PARQUET-979: Limit size of min, max or disable stats for long binary types

Author: Deepak Majeti <deepak.majeti@hpe.com>

Closes #465 from majetideepak/PARQUET-979 and squashes the following commits:

3b18173 [Deepak Majeti] improve naming and ColumnProperties class
a888aa4 [Deepak Majeti] Add an option to specify max stats size
c103c4f [Deepak Majeti] make format
cf0260c [Deepak Majeti] PARQUET-979: [C++] Limit size of min, max or disable stats for long binary types
diff --git a/src/parquet/arrow/arrow-reader-writer-test.cc b/src/parquet/arrow/arrow-reader-writer-test.cc
index 47226a3..6d7e1eb 100644
--- a/src/parquet/arrow/arrow-reader-writer-test.cc
+++ b/src/parquet/arrow/arrow-reader-writer-test.cc
@@ -1445,8 +1445,8 @@
   using ::arrow::Schema;
   using ::arrow::Table;
   using ::arrow::TimeUnit;
-  using ::arrow::TimestampType;
   using ::arrow::TimestampBuilder;
+  using ::arrow::TimestampType;
   using ::arrow::default_memory_pool;
 
   auto timestamp_type = std::make_shared<TimestampType>(TimeUnit::NANO);
diff --git a/src/parquet/column_writer-test.cc b/src/parquet/column_writer-test.cc
index 7a5f379..aac582a 100644
--- a/src/parquet/column_writer-test.cc
+++ b/src/parquet/column_writer-test.cc
@@ -71,19 +71,21 @@
       int64_t output_size = SMALL_SIZE,
       const ColumnProperties& column_properties = ColumnProperties()) {
     sink_.reset(new InMemoryOutputStream());
-    metadata_ = ColumnChunkMetaDataBuilder::Make(
-        writer_properties_, this->descr_, reinterpret_cast<uint8_t*>(&thrift_metadata_));
-    std::unique_ptr<PageWriter> pager =
-        PageWriter::Open(sink_.get(), column_properties.codec, metadata_.get());
     WriterProperties::Builder wp_builder;
-    if (column_properties.encoding == Encoding::PLAIN_DICTIONARY ||
-        column_properties.encoding == Encoding::RLE_DICTIONARY) {
+    if (column_properties.encoding() == Encoding::PLAIN_DICTIONARY ||
+        column_properties.encoding() == Encoding::RLE_DICTIONARY) {
       wp_builder.enable_dictionary();
     } else {
       wp_builder.disable_dictionary();
-      wp_builder.encoding(column_properties.encoding);
+      wp_builder.encoding(column_properties.encoding());
     }
+    wp_builder.max_statistics_size(column_properties.max_statistics_size());
     writer_properties_ = wp_builder.build();
+
+    metadata_ = ColumnChunkMetaDataBuilder::Make(
+        writer_properties_, this->descr_, reinterpret_cast<uint8_t*>(&thrift_metadata_));
+    std::unique_ptr<PageWriter> pager =
+        PageWriter::Open(sink_.get(), column_properties.compression(), metadata_.get());
     std::shared_ptr<ColumnWriter> writer =
         ColumnWriter::Make(metadata_.get(), std::move(pager), writer_properties_.get());
     return std::static_pointer_cast<TypedColumnWriter<TestType>>(writer);
@@ -173,6 +175,16 @@
     return metadata_accessor->num_values();
   }
 
+  bool metadata_is_stats_set() {
+    // Metadata accessor must be created lazily.

**Material for this exercise**
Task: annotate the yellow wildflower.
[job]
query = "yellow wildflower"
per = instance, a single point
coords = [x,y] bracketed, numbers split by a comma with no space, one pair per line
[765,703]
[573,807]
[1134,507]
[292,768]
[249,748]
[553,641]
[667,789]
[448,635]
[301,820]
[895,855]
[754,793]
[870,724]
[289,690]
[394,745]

**Task instructions**
1. Answer these questions about the commit, one line each, with answers marked (a), (b), (c):
(a) Which pull request number does the commit close?
(b) Which time unit is passed when creating timestamp_type in the reader-writer test?
(c) Which method is newly called on wp_builder in column_writer-test.cc to set the statistics size limit?
2. Format the records as a two-column CSV with the columns request and points, one row per request. Put each request's text and its answer in a single quoted field, with line breaks replaced by spaces.

**Responses for each task**
1.
(a) #465
(b) TimeUnit::NANO
(c) max_statistics_size

2.
request,points
"Task: annotate the yellow wildflower. [job] query = ""yellow wildflower"" per = instance, a single point coords = [x,y] bracketed, numbers split by a comma with no space, one pair per line","[765,703] [573,807] [1134,507] [292,768] [249,748] [553,641] [667,789] [448,635] [301,820] [895,855] [754,793] [870,724] [289,690] [394,745]"